■ **STATED GOAL A**: Reproduce the lines of the listing starting with the line that contains "Would you mind pinning the black" and going on through the last line of the listing.

■ **PAGE**:
━━━━
# Amazon to Portugal?



## travelling-man

Has anyone ordered from Amazon and had delivery to Portugal and if so, how long did the delivery take please?

My first order never arrived & I got a refund & I've been waiting for my second order for close to three weeks.


----------



## pandb

travelling-man said:


> Has anyone ordered from Amazon and had delivery to Portugal and if so, how long did the delivery take please?
> 
> My first order never arrived & I got a refund & I've been waiting for my second order for close to three weeks.


We place an order about every other month and have never had any problems with delivery. We are in CP and the company who delivers this end is MRW who are excellent. We always get the same guy (Fernando) who phones us any lets us know when he is going to deliver and when he is about 30 mins away. He will even meet you in an alternative location. 

From ordering to deilvery normally takes 5/7 days. It has never taken any longer than this and we have used them more times than I care to remember over the last 12 months!!

It is worth putting your phone number in the address, particularly if you are off the beaten track.

The only courier we have had problems with (not an Amazon order) was FedEx who took 5 weeks to find us, even with GPS co-ordinates to our property!


----------



## robc

travelling-man said:


> Has anyone ordered from Amazon and had delivery to Portugal and if so, how long did the delivery take please?
> 
> My first order never arrived & I got a refund & I've been waiting for my second order for close to three weeks.


Have used 5 times since coming here, just 6 weeks ago and the service and speed is as good as the UK. 

Delivery by MRW and you can track parcels on line............no more to say.

Rob


----------



## grandwazoo

ditto here in Alvor - no problems at all.


----------



## canoeman

ditto no problems delivery is days, are you checking right boxes on form? standard free delivery for orders +£25, if your buying from a outside supplier who advertises on Amazon but Amazon doesn't fulfill order then delivery is different.


----------



## JohnBoy

I've only ever used the free delivery service mentioned by Canoeman and delivery to Coimbra has been very quick indeed. Always comes via MRW and the service is excellent.

I hope yours turns up soon.


----------



## travelling-man

I've now made about 3 or 4 separate orders. The first didn't arrive and I'm still waiting for the others after 2 - 3 weeks. I think I'm ticking the right boxes and FWIW always ask for standard delivery.

time will tell I guess.
━━━━
■ **GIVEN RECORDS**:
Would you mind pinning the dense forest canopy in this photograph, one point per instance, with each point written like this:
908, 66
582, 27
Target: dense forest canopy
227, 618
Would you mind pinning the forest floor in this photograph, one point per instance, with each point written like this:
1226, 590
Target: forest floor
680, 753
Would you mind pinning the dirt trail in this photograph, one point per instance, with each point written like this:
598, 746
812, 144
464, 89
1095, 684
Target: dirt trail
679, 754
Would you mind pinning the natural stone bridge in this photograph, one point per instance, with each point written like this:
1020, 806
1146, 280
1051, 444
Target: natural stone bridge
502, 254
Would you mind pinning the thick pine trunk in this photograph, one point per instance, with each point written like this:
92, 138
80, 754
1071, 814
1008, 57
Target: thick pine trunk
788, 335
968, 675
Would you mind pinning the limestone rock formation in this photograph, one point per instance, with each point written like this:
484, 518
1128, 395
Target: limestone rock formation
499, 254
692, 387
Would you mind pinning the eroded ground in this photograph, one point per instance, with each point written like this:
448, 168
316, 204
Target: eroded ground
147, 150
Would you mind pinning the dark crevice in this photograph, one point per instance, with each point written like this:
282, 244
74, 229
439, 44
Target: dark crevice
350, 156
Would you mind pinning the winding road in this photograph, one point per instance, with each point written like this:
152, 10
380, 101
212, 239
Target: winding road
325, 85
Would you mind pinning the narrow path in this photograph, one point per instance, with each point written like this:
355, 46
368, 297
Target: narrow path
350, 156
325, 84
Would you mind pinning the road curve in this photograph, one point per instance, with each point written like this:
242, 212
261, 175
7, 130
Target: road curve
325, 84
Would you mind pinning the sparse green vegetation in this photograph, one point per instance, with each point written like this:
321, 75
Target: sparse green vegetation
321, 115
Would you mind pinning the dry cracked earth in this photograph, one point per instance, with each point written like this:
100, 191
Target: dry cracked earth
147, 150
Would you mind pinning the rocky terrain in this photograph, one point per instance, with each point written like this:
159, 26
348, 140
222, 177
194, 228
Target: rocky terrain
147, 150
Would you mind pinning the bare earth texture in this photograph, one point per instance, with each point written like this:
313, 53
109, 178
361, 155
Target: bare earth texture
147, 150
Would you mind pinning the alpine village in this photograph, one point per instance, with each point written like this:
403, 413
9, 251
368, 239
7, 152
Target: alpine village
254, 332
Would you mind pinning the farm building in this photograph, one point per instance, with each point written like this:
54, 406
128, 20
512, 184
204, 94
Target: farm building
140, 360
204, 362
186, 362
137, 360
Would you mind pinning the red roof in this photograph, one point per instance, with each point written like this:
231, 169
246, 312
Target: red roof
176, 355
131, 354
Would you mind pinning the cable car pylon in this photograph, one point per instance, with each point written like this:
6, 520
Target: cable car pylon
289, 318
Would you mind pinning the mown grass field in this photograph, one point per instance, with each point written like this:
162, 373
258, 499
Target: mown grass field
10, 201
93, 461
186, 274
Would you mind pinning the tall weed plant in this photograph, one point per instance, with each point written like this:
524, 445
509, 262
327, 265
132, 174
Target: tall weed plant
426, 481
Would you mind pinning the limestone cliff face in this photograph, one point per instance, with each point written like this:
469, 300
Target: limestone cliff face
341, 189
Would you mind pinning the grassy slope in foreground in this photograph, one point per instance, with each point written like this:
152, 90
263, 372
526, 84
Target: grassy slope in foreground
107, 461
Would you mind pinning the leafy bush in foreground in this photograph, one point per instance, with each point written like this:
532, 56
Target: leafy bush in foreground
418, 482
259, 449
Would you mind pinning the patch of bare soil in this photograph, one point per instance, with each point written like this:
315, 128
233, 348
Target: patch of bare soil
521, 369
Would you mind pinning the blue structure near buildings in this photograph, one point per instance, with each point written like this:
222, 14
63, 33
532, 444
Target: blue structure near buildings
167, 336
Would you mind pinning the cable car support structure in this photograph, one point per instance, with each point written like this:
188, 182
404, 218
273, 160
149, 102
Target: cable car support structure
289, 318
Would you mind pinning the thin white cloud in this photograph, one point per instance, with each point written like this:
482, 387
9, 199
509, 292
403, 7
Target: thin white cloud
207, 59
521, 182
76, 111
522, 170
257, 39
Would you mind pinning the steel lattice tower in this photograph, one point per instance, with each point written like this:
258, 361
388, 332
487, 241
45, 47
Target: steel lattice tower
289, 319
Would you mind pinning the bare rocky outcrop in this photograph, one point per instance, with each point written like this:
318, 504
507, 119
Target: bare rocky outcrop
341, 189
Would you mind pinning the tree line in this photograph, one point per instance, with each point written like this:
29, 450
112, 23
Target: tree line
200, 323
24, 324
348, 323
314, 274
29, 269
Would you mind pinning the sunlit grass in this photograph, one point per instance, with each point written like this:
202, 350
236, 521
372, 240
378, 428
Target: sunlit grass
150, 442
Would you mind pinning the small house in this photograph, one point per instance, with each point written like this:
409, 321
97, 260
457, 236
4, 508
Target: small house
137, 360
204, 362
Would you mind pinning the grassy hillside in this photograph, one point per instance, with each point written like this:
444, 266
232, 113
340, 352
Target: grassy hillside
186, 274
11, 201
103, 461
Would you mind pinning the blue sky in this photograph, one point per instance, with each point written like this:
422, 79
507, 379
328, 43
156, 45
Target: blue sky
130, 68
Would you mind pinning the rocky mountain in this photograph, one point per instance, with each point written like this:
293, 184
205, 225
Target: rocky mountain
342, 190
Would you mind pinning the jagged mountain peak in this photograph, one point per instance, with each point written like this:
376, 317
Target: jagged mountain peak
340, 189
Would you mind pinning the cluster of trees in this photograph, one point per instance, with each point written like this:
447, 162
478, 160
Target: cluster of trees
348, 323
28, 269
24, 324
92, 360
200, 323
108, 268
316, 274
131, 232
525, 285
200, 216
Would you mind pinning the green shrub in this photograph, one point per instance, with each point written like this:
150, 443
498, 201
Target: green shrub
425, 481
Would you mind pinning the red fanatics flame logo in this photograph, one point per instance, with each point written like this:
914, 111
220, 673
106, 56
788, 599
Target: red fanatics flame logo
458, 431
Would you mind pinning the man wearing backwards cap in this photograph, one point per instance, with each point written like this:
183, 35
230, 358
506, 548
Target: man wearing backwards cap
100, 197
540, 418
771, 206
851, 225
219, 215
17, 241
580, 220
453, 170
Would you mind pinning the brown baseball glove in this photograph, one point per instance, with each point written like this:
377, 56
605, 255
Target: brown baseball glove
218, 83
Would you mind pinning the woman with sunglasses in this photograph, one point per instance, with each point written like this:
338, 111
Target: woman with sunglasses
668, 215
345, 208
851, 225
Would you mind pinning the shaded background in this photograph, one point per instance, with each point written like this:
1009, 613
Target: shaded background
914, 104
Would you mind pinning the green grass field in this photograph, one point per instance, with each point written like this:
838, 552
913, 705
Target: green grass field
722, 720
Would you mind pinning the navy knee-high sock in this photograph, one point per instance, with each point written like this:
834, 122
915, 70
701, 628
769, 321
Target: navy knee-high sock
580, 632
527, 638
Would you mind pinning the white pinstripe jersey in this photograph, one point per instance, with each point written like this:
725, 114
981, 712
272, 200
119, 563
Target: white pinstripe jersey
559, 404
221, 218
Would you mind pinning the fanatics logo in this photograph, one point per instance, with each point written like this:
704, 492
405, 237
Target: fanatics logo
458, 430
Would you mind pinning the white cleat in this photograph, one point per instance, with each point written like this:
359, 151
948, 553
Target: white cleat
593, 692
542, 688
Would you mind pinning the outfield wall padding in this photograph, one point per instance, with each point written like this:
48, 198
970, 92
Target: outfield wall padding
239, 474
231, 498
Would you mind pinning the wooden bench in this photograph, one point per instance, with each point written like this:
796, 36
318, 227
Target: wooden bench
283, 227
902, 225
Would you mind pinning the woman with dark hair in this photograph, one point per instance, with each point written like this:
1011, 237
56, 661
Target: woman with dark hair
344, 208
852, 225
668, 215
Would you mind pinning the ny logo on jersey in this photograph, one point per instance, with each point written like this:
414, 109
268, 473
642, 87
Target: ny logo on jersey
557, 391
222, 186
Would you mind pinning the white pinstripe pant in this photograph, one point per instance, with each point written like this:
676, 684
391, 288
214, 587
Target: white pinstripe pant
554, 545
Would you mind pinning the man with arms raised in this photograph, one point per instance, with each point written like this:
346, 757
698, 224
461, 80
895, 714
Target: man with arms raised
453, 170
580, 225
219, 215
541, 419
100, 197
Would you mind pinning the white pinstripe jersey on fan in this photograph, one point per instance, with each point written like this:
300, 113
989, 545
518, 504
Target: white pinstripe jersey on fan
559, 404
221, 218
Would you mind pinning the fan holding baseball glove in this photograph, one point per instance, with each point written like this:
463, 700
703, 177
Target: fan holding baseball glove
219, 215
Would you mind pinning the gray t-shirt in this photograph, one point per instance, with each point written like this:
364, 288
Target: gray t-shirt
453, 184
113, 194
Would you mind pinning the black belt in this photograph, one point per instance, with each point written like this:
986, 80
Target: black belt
━━━━
■ **STATED GOAL B**: In the forum thread about Amazon deliveries to Portugal, write out the passage starting with "I hope yours" and going on through "tell I guess.", replacing "standard delivery" with "express delivery".

■ **RIGHT ANSWER A**:
Would you mind pinning the black belt in this photograph, one point per instance, with each point written like this:
986, 80
Target: black belt

■ **RIGHT ANSWER B**:
I hope yours turns up soon.


----------



## travelling-man

I've now made about 3 or 4 separate orders. The first didn't arrive and I'm still waiting for the others after 2 - 3 weeks. I think I'm ticking the right boxes and FWIW always ask for express delivery.

time will tell I guess.